## 演習課題 1
下の本文から、「特許文献1は、モース硬度5以」から「少ない摩擦材を提案している。」までの部分を、末尾の語句も含めて一字一句たがえずに書き写してください。

## 提示本文
#####
説明

摩擦材

【課題】ロータ温度400℃以上の高温域での摩擦材強度を向上させた摩擦材を提供すること
【解決手段】少なくとも繊維基材、結合材及び摩擦調整材を含む摩擦材であって、該摩擦調整材の一部として、アミノシランカップリング剤により処理が施された金属酸化物粒子を含む摩擦材。

【発明の詳細な説明】
【技術分野】
【0001】
本発明は、摩擦材に関するものであり、特に自動車、鉄道車両、産業機械などに用いられるディスクブレーキパッド、ブレーキライニング等の摩擦材に関するものである。
【背景技術】
【0002】
昨今の車両の高性能化、高速化に伴い、ブレーキの役割は益々過酷なものとなっている。
特許文献1は、モース硬度5以上7未満の無機粉を摩擦材組成物全重量に対して7〜30重量%、モース硬度7以上の無機粉を摩擦材組成物全重量に対して0.5〜4重量%及び硫化錫を摩擦材組成物全重量に対して2〜10重量%含む、良好な摩擦係数を示し、かつメタルキャッチ発生や対面材表面の荒れを防止し、環境負荷の少ない摩擦材を提案している。
#####
## 課題の入力
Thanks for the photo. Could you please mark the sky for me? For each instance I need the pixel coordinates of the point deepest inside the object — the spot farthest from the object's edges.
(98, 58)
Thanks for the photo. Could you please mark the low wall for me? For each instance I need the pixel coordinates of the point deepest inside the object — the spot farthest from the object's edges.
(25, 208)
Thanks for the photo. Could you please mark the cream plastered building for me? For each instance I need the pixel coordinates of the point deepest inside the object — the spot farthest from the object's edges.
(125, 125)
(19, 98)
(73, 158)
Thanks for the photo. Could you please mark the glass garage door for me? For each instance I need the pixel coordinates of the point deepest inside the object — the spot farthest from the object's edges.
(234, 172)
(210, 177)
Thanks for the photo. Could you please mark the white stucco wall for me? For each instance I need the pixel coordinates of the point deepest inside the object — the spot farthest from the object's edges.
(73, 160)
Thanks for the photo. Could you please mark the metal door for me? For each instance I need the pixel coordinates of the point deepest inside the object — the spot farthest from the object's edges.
#####
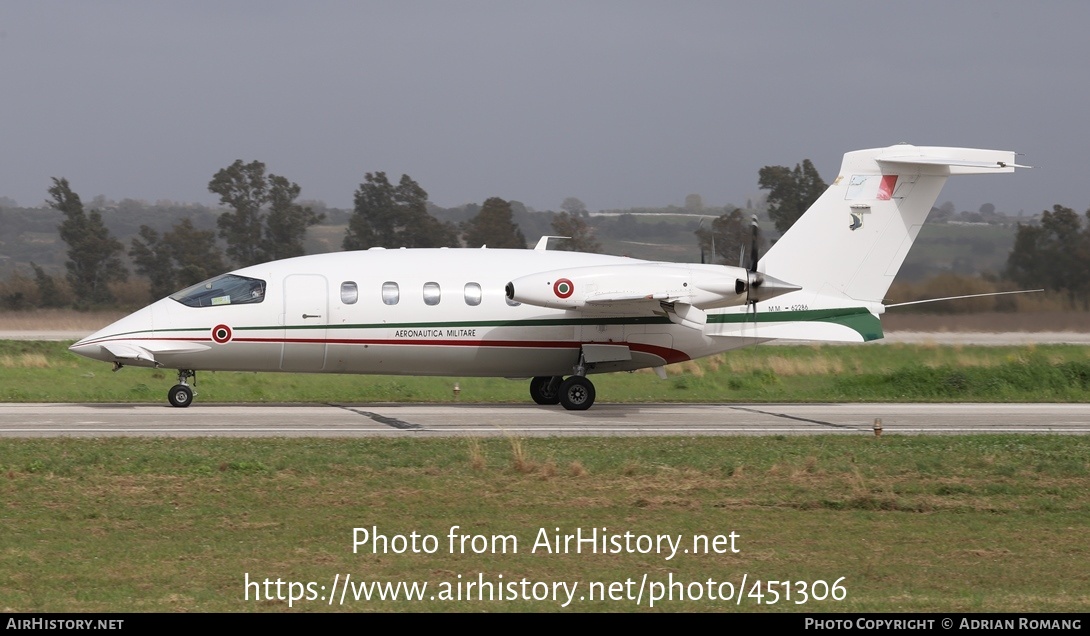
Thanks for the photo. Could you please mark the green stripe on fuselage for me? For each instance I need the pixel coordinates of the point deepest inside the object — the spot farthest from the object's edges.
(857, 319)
#####
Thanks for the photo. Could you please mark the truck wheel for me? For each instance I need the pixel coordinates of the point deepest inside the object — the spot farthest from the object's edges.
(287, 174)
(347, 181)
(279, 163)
#####
## 演習課題 2
上の記録から、文字列「door」を含む行をすべて抜き出してください。大文字と小文字は区別します。

## 解答例 1
特許文献1は、モース硬度5以上7未満の無機粉を摩擦材組成物全重量に対して7〜30重量%、モース硬度7以上の無機粉を摩擦材組成物全重量に対して0.5〜4重量%及び硫化錫を摩擦材組成物全重量に対して2〜10重量%含む、良好な摩擦係数を示し、かつメタルキャッチ発生や対面材表面の荒れを防止し、環境負荷の少ない摩擦材を提案している。

## 解答例 2
Thanks for the photo. Could you please mark the glass garage door for me? For each instance I need the pixel coordinates of the point deepest inside the object — the spot farthest from the object's edges.
Thanks for the photo. Could you please mark the metal door for me? For each instance I need the pixel coordinates of the point deepest inside the object — the spot farthest from the object's edges.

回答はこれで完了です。